**INFORMATION SUPPLIED**
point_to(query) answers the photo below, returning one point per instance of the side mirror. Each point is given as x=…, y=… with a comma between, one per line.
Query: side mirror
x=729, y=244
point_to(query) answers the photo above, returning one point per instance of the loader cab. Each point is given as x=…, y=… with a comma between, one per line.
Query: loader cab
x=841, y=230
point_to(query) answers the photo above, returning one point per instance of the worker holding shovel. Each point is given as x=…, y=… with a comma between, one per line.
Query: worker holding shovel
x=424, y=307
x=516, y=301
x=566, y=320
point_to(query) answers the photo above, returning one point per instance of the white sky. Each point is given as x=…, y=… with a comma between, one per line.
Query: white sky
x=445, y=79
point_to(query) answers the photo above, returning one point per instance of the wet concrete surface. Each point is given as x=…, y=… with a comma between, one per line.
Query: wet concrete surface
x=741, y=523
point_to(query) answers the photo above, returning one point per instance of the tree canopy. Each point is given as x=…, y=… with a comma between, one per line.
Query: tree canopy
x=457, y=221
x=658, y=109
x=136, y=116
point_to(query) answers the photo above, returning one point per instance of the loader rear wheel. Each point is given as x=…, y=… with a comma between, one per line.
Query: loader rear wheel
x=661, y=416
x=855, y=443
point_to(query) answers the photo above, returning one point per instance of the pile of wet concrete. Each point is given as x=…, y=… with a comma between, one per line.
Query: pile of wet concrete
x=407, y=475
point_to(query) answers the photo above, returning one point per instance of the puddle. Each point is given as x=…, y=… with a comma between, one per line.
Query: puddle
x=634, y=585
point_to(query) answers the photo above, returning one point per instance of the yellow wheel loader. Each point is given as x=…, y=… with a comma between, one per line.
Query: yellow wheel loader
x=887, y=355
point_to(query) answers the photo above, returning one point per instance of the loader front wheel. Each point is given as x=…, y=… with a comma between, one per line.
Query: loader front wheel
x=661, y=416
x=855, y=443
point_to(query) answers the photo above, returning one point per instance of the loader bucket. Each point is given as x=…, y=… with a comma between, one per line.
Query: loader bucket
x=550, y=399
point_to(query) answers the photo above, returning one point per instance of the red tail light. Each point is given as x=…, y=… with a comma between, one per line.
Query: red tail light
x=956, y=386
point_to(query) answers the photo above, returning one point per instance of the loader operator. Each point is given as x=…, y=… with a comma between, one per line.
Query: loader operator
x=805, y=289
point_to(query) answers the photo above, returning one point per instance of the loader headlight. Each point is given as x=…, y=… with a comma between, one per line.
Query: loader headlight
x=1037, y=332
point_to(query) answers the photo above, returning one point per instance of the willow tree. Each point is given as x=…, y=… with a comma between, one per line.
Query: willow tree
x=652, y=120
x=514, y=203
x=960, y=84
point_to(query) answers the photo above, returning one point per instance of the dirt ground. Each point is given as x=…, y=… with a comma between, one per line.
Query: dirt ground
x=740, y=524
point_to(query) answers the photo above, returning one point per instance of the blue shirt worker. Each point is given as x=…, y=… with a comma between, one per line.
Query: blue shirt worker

**AIM OF THE EXERCISE**
Rewrite the listing above with every "wet concrete" changed to "fresh concrete" and nothing else altered.

**CORRECT OUTPUT**
point_to(query) answers the photo below, returning one point per instance of the side mirror. Each point is given as x=…, y=… with a comma between, one per line.
Query: side mirror
x=729, y=244
point_to(query) answers the photo above, returning one point per instance of the loader cab. Each point is given as x=…, y=… with a comma between, one per line.
Query: loader cab
x=841, y=230
point_to(query) answers the photo above, returning one point per instance of the worker holding shovel. Each point is given as x=…, y=… with a comma between, one per line.
Query: worker holding shovel
x=424, y=307
x=516, y=301
x=566, y=320
point_to(query) answers the photo above, returning one point per instance of the white sky. Each point is given as x=…, y=… with a comma between, one per line.
Query: white sky
x=445, y=79
point_to(query) answers the photo above, returning one point per instance of the fresh concrete surface. Each point is given as x=…, y=… with a comma between, one per line.
Query: fresh concrete surface
x=741, y=523
point_to(query) answers the photo above, returning one point per instance of the tree canopy. Each point is given as x=…, y=… with a comma between, one per line.
Query: tree canopy
x=457, y=221
x=658, y=109
x=136, y=116
point_to(query) answers the photo above, returning one point per instance of the loader rear wheel. Each point is given as x=…, y=… with a comma between, one per line.
Query: loader rear wheel
x=661, y=416
x=855, y=443
point_to(query) answers the photo above, returning one point per instance of the pile of fresh concrete. Each point is given as x=…, y=… with a comma between, one per line.
Query: pile of fresh concrete
x=407, y=475
point_to(query) answers the photo above, returning one point per instance of the puddle. Each point is given as x=…, y=… with a comma between, one per line.
Query: puddle
x=634, y=585
point_to(query) answers the photo above, returning one point per instance of the yellow wheel loader. Each point is given as x=…, y=… with a comma between, one per line.
Query: yellow wheel loader
x=887, y=355
point_to(query) answers the photo above, returning one point per instance of the loader front wheel. Each point is given as x=…, y=… with a comma between, one per line.
Query: loader front wheel
x=661, y=416
x=855, y=443
point_to(query) answers the photo above, returning one point per instance of the loader bucket. Each point is given as x=…, y=… with a comma between, one per line.
Query: loader bucket
x=550, y=399
point_to(query) answers the photo above, returning one point per instance of the red tail light. Each point is given as x=…, y=… with a comma between, one per line.
Query: red tail light
x=956, y=386
point_to(query) answers the photo above, returning one point per instance of the loader operator. Each point is given as x=…, y=… with a comma between, one per line.
Query: loader operator
x=805, y=289
point_to(query) answers the photo above, returning one point per instance of the loader headlight. Each point is given as x=…, y=… with a comma between, one per line.
Query: loader headlight
x=1037, y=332
point_to(query) answers the photo above, returning one point per instance of the willow tree. Each point is given as x=…, y=… with a comma between, one per line.
Query: willow tree
x=652, y=120
x=514, y=203
x=960, y=84
point_to(query) answers the photo above, returning one point per instance of the dirt ground. Each point is given as x=…, y=… with a comma between, one per line.
Query: dirt ground
x=740, y=524
point_to(query) answers the photo above, returning one point per instance of the blue shirt worker. Each point is given as x=…, y=… with a comma between, one per line.
Query: blue shirt worker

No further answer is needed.